### [Input for this task]
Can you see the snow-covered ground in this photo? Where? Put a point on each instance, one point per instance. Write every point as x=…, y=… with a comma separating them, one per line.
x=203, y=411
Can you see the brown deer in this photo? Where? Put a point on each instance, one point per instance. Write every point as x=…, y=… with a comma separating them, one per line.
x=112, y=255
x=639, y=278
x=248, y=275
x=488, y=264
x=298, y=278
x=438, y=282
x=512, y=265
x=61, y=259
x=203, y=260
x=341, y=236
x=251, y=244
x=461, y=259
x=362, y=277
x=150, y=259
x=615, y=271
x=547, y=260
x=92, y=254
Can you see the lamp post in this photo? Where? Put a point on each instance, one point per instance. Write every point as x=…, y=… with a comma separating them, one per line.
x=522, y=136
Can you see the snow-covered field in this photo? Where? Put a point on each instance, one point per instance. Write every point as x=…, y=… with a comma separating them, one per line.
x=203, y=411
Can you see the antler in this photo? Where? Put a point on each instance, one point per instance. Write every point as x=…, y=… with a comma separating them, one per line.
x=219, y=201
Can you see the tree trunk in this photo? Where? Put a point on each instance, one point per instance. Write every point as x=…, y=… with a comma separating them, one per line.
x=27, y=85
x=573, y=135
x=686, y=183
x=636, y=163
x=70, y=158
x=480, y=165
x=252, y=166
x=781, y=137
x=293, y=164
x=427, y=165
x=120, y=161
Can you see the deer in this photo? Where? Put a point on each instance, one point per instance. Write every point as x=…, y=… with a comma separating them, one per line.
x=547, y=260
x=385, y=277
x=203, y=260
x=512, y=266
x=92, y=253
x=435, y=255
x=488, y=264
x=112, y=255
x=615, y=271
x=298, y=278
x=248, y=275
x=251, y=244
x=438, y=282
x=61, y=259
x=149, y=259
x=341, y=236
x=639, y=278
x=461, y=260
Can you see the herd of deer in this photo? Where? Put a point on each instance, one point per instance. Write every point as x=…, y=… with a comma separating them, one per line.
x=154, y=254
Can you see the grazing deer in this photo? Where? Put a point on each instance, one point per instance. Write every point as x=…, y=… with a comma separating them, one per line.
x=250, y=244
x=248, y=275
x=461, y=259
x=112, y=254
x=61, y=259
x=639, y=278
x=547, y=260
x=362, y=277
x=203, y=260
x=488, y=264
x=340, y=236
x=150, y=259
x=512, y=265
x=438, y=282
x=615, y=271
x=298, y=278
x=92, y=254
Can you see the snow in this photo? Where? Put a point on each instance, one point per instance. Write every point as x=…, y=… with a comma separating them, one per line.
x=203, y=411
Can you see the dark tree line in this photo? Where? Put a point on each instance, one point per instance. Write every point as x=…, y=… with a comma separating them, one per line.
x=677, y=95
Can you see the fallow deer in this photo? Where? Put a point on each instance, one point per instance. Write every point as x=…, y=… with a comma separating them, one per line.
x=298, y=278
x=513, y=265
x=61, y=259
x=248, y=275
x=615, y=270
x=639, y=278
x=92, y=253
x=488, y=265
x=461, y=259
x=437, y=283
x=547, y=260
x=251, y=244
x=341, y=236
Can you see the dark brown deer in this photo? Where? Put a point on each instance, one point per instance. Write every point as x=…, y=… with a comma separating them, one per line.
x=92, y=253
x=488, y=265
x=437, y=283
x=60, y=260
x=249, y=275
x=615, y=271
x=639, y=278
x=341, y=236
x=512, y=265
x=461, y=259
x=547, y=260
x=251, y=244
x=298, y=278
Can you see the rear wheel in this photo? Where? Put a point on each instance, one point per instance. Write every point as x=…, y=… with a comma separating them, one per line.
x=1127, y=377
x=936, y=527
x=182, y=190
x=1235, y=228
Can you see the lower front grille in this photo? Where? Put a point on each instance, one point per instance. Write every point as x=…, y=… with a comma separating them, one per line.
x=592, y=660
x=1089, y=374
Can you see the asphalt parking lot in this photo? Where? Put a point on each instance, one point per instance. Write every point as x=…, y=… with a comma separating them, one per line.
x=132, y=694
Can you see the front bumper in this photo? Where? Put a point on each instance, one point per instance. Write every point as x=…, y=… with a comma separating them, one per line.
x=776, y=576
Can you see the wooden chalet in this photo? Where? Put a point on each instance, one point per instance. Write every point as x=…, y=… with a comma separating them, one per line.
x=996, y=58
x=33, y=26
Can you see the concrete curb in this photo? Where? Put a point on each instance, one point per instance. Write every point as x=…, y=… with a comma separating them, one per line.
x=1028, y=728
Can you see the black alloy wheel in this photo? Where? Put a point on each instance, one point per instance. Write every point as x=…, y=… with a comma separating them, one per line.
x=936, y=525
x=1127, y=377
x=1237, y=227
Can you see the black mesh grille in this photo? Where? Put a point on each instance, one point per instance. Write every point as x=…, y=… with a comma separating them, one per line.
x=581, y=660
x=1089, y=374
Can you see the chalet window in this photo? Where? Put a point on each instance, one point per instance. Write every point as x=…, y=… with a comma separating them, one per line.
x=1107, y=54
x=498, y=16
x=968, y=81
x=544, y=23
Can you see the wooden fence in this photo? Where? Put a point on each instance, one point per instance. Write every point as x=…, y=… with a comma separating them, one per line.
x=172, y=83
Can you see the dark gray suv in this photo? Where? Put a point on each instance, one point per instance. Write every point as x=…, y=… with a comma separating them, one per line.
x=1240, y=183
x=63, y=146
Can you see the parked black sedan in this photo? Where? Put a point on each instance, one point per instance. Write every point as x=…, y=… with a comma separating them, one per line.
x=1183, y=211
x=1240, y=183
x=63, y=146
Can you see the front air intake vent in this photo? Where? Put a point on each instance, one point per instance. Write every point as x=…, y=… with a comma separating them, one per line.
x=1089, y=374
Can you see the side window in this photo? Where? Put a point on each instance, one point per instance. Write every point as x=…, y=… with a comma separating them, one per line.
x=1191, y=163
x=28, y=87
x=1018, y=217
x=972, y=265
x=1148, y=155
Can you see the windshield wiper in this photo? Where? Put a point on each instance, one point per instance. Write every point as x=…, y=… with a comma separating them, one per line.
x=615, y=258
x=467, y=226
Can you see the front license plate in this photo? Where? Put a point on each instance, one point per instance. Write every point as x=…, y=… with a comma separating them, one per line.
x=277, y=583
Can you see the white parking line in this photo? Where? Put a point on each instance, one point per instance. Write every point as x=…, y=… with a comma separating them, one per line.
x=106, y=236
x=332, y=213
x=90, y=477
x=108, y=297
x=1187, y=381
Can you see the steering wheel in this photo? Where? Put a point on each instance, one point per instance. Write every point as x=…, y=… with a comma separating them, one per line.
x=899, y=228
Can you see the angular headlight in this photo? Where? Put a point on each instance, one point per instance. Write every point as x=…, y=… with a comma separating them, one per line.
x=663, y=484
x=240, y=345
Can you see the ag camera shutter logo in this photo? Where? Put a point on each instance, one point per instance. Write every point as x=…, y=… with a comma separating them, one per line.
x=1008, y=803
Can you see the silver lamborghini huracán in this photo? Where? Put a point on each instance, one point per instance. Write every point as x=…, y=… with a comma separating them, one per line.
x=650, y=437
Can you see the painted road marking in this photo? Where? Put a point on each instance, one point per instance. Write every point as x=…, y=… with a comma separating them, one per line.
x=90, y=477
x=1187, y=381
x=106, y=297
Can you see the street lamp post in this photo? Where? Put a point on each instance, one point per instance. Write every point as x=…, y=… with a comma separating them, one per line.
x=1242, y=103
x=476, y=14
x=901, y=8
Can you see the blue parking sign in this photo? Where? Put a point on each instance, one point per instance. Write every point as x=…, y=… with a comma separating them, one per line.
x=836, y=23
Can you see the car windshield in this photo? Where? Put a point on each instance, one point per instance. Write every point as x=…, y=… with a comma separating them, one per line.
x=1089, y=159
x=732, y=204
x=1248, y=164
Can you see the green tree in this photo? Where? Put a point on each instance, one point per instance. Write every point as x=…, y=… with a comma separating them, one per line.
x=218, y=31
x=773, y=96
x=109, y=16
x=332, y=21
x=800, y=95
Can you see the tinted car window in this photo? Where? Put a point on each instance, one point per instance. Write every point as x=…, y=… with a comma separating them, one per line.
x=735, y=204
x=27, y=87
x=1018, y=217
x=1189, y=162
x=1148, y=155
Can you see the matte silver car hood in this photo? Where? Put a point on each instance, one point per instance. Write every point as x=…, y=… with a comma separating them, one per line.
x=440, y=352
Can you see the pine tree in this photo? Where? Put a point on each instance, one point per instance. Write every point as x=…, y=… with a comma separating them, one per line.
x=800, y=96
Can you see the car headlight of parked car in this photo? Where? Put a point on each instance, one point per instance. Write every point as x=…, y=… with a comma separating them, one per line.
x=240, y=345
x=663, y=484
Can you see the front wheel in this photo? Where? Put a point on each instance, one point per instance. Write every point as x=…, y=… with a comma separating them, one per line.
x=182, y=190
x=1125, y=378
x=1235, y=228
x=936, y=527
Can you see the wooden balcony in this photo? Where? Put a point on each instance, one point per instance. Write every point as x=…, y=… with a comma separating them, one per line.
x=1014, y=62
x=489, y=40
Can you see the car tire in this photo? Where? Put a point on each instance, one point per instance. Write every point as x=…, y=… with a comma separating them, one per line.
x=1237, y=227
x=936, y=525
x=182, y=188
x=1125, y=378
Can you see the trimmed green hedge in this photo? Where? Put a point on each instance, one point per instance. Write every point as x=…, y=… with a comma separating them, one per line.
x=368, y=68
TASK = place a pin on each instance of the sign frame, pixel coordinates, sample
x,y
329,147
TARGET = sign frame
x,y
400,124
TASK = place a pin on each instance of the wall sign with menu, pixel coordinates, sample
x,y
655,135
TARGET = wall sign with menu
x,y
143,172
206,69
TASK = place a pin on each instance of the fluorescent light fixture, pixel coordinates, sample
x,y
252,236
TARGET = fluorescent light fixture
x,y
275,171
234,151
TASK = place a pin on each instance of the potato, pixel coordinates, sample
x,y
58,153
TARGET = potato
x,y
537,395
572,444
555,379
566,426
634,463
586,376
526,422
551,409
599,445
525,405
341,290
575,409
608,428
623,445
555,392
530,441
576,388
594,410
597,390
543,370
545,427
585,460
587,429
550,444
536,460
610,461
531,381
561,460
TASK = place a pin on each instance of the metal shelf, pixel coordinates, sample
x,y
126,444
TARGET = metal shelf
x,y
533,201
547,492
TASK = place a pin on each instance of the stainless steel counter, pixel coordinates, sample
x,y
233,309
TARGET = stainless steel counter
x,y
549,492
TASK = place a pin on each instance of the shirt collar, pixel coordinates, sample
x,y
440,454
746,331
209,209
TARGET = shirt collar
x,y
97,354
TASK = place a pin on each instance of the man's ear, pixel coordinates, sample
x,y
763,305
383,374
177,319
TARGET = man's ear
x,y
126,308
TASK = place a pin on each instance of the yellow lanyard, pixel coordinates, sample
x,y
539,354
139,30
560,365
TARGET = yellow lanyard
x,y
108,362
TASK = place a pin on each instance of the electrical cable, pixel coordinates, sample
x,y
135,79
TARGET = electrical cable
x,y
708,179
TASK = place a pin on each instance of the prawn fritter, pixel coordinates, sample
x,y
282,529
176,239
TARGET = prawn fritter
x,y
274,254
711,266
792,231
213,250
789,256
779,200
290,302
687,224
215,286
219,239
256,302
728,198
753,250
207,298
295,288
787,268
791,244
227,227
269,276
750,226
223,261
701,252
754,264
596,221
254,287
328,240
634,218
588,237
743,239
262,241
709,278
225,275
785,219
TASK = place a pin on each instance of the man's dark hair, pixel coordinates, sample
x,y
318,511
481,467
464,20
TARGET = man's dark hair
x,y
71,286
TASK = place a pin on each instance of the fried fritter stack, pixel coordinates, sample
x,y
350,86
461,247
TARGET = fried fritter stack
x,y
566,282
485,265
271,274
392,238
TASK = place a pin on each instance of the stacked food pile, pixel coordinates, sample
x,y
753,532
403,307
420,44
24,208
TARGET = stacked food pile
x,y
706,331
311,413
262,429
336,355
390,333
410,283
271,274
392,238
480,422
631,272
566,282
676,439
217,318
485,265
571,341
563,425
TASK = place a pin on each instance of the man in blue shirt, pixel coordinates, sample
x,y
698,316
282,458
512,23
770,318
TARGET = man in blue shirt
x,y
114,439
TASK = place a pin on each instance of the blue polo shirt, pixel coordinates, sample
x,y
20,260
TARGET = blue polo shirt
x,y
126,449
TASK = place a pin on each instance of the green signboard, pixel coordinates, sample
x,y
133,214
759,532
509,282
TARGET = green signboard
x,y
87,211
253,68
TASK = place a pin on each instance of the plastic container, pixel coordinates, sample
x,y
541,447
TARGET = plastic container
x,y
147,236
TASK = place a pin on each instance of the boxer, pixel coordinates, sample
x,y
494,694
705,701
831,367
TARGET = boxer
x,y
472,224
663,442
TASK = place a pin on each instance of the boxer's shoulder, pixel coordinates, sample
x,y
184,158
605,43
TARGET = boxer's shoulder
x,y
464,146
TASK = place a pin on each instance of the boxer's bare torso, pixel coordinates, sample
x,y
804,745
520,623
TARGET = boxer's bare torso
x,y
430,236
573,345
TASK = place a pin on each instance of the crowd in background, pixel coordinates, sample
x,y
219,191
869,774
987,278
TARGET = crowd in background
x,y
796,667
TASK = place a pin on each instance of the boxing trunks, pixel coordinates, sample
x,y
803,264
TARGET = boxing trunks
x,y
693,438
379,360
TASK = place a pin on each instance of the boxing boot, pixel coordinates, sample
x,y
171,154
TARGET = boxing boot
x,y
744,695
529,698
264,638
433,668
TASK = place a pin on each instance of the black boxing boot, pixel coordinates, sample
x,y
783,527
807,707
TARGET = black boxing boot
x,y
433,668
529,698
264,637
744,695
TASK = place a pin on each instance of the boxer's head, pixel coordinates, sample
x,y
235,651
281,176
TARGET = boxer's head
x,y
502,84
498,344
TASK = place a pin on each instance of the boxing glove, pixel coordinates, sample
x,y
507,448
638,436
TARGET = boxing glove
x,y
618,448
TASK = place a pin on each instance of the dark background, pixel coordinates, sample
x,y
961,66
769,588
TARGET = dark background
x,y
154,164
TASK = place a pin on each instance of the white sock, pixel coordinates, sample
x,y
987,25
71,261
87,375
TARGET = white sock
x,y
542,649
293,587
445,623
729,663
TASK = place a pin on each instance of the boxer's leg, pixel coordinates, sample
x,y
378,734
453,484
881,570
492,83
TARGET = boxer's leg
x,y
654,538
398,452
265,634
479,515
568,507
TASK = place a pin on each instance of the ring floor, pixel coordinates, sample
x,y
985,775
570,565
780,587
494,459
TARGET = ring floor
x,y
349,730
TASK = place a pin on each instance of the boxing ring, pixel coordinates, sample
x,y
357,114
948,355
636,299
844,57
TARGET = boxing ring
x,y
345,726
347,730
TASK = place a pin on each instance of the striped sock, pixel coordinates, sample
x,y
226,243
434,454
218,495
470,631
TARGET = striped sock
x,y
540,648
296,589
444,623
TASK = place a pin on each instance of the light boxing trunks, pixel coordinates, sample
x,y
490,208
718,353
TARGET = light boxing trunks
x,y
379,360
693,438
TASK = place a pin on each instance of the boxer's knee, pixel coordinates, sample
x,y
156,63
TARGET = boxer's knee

### [Exercise instructions]
Write out again, unchanged, the stretch from the first line of the records through the line containing "x=120, y=161", including that line.

### [Result for this task]
Can you see the snow-covered ground in this photo? Where? Put a point on each instance, one point per instance. Write every point as x=…, y=… with a comma separating them, one per line.
x=203, y=411
Can you see the brown deer in this photo? Where? Put a point on each instance, one point per instance. Write every point as x=…, y=… with a comma separating them, one per line.
x=112, y=255
x=639, y=278
x=248, y=275
x=488, y=264
x=298, y=278
x=438, y=282
x=512, y=265
x=61, y=259
x=203, y=260
x=341, y=236
x=251, y=244
x=461, y=259
x=362, y=277
x=150, y=259
x=615, y=271
x=547, y=260
x=92, y=254
Can you see the lamp post in this photo? Where? Put a point on each instance, one point per instance. Write every point as x=…, y=… with a comma separating them, one per line.
x=522, y=136
Can you see the snow-covered field in this photo? Where? Put a point on each instance, one point per instance. Write every point as x=…, y=… with a comma separating them, one per line.
x=203, y=411
Can you see the antler in this photo? Where? Put a point on each instance, one point per instance. Write every point as x=…, y=… with a comma separating them, one per line.
x=219, y=201
Can you see the tree trunk in this photo? Where? Put a point on each instance, one point per instance. Write every point as x=…, y=… with a comma separating them, one per line.
x=27, y=85
x=573, y=135
x=686, y=183
x=636, y=163
x=70, y=158
x=480, y=165
x=252, y=166
x=781, y=137
x=293, y=164
x=427, y=165
x=120, y=161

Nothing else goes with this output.